Entries from a point annotation set
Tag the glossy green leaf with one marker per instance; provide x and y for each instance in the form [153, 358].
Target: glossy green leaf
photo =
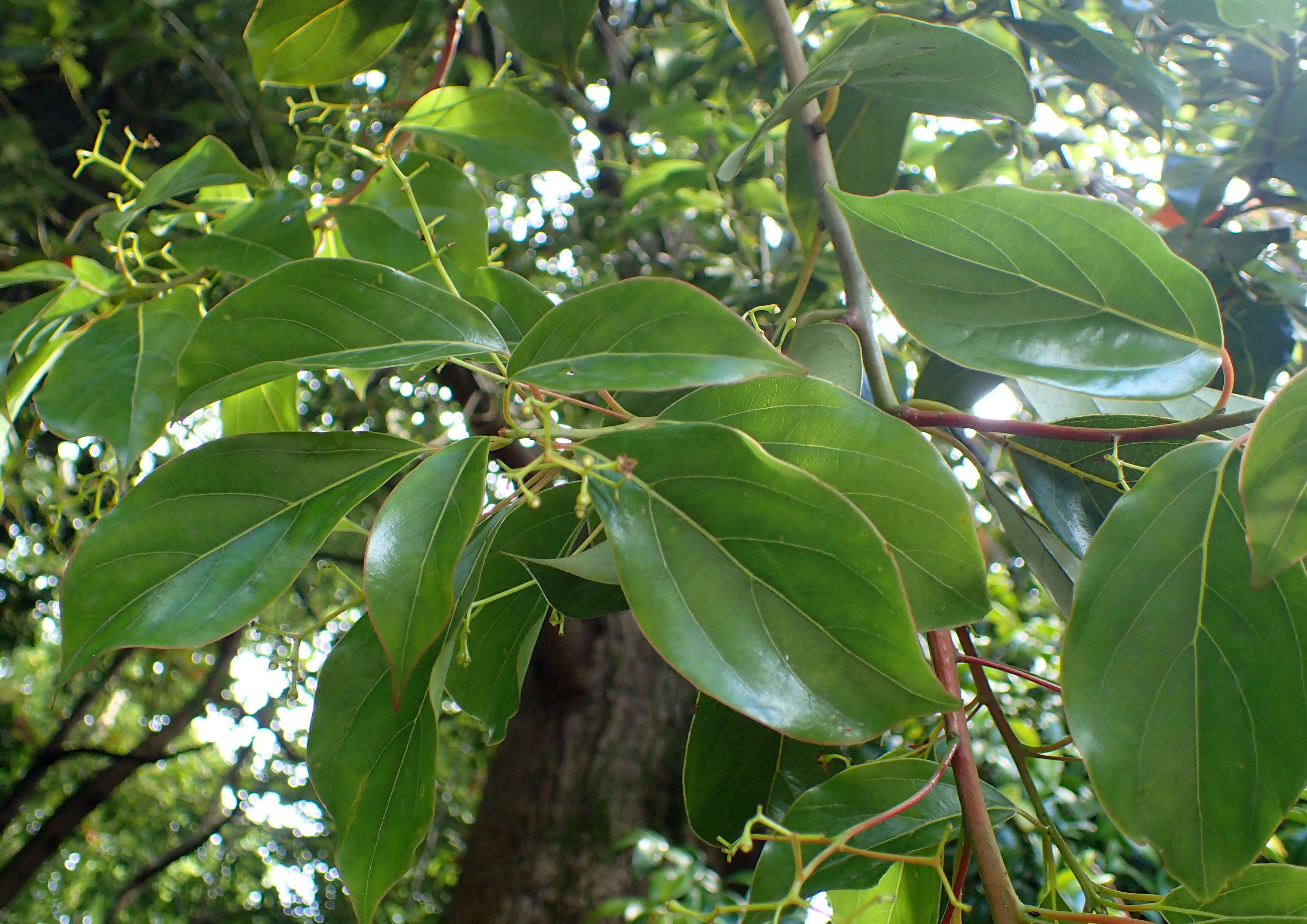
[326, 314]
[830, 352]
[906, 895]
[1264, 891]
[734, 768]
[373, 765]
[914, 65]
[1063, 289]
[267, 408]
[1185, 688]
[413, 548]
[762, 586]
[254, 238]
[496, 127]
[304, 42]
[208, 540]
[883, 466]
[118, 378]
[854, 796]
[549, 32]
[442, 191]
[502, 634]
[1274, 483]
[644, 335]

* Set exercise:
Rewrite all of the data above with "glossy green leaf" changed to "shiny leaf" wherever it occurs and everything else left unchanged. Omit the pictures.

* Correct output:
Tag the shiny leaf with one marker per instance; provide x and y for each instance in the form [153, 358].
Target: shiny leaf
photo =
[326, 314]
[830, 352]
[906, 895]
[1264, 891]
[734, 768]
[373, 765]
[914, 65]
[1063, 289]
[267, 408]
[1185, 688]
[413, 548]
[762, 586]
[254, 238]
[496, 127]
[304, 42]
[208, 540]
[883, 466]
[118, 378]
[854, 796]
[549, 32]
[442, 191]
[502, 634]
[1274, 483]
[644, 335]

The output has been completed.